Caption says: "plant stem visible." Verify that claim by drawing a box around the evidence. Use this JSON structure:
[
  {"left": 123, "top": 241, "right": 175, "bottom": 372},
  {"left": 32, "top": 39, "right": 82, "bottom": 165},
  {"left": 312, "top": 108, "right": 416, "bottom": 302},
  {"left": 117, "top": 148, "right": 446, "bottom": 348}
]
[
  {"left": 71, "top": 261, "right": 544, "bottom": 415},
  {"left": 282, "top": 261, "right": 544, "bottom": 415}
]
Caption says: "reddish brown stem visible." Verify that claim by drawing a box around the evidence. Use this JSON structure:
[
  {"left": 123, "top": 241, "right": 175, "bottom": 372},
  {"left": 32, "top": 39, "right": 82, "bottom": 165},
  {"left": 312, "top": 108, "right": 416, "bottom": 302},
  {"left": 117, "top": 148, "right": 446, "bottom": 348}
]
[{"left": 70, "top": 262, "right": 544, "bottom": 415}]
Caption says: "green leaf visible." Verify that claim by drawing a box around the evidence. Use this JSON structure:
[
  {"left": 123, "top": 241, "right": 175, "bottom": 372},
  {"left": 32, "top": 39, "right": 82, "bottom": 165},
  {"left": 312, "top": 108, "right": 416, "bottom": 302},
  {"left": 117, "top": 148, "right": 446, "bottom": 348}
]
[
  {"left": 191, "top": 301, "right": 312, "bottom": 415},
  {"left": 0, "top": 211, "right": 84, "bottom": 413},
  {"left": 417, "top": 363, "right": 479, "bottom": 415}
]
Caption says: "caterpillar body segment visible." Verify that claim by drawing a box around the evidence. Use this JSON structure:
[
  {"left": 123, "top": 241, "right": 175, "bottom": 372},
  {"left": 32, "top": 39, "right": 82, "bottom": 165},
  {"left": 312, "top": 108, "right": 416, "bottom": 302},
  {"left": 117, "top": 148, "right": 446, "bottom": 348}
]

▶ **Required task**: Pull out each line of the data above that contains the word "stem".

▶ **Completed exercise**:
Caption says: "plant stem visible." Verify that claim by drawing a box around the evidence. Use this JSON structure:
Caption says: "reddish brown stem visible." Verify that claim by drawing a box around the evidence. Use this JSON structure:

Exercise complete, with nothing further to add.